(Saved data entries)
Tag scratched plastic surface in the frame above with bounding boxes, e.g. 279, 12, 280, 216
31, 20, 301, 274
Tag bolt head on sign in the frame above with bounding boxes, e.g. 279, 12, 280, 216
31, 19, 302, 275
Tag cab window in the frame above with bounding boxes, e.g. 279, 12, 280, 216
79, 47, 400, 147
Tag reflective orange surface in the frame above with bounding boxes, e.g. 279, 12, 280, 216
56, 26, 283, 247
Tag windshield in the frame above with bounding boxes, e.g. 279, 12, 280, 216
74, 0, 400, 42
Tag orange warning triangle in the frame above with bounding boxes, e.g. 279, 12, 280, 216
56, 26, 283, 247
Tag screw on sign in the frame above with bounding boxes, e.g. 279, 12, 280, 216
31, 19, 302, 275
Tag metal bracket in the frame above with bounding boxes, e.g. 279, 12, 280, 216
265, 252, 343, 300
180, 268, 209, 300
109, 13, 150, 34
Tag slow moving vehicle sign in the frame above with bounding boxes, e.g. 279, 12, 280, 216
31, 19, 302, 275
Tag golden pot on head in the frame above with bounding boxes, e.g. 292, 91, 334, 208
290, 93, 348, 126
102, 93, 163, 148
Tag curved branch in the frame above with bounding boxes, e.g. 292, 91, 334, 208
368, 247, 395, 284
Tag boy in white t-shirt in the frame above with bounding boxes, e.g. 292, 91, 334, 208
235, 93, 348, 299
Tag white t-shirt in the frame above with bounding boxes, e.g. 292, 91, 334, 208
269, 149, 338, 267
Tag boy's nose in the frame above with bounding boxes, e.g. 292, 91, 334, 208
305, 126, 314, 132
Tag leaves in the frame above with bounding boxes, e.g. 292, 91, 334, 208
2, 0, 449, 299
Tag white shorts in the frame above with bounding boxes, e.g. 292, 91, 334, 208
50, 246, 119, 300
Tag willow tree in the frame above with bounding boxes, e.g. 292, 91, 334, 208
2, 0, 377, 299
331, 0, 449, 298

**Your instructions**.
Your task is to quote all of the data word for word.

**Answer**.
Tag scratched plastic surface in the frame above with bounding boxes, e.g. 279, 12, 280, 216
31, 20, 301, 274
Tag bolt head on sign in the frame above with bounding boxes, e.g. 279, 12, 280, 216
31, 19, 302, 275
Tag cab window in the frame above with bounding boxes, e.g. 279, 12, 280, 216
79, 47, 400, 147
Tag reflective orange surface in the frame above with bounding boxes, e.g. 279, 12, 280, 216
56, 26, 283, 247
Tag windshield in the frame above with bounding boxes, e.g. 279, 12, 280, 216
74, 0, 400, 42
Tag orange warning triangle in the frame above with bounding boxes, e.g. 279, 12, 280, 216
56, 26, 283, 247
Tag screw on sign in the frame above with bounding boxes, e.g. 279, 12, 280, 216
31, 19, 302, 275
Tag metal bracket in the frame above with bounding boxes, e.g. 279, 12, 280, 216
265, 252, 343, 300
180, 268, 209, 300
109, 13, 150, 34
Tag slow moving vehicle sign in the frame above with bounding boxes, e.g. 279, 12, 280, 216
31, 19, 302, 275
Tag golden pot on head in the frame above with bounding boxes, e.g. 292, 91, 334, 208
290, 93, 348, 126
102, 93, 163, 148
Tag curved branch in the frame above with bounding boxes, e.g. 292, 91, 334, 208
368, 247, 395, 284
Tag boy in white t-shirt in the frame above with bounding boxes, e.g. 292, 91, 334, 208
235, 93, 348, 299
Tag white t-shirt in the frame above with bounding boxes, e.g. 292, 91, 334, 208
269, 149, 338, 267
Tag boy's nose in the frame above with bounding boxes, e.g. 292, 91, 334, 208
305, 126, 314, 132
Tag leaves in the frame above with bounding boxes, e.g. 292, 91, 334, 208
2, 0, 449, 299
Tag white shorts in the frame above with bounding boxes, e.g. 292, 91, 334, 208
50, 246, 119, 300
Tag willow tree in the frame above with bounding boxes, e.g. 292, 91, 334, 208
2, 0, 377, 299
331, 0, 449, 298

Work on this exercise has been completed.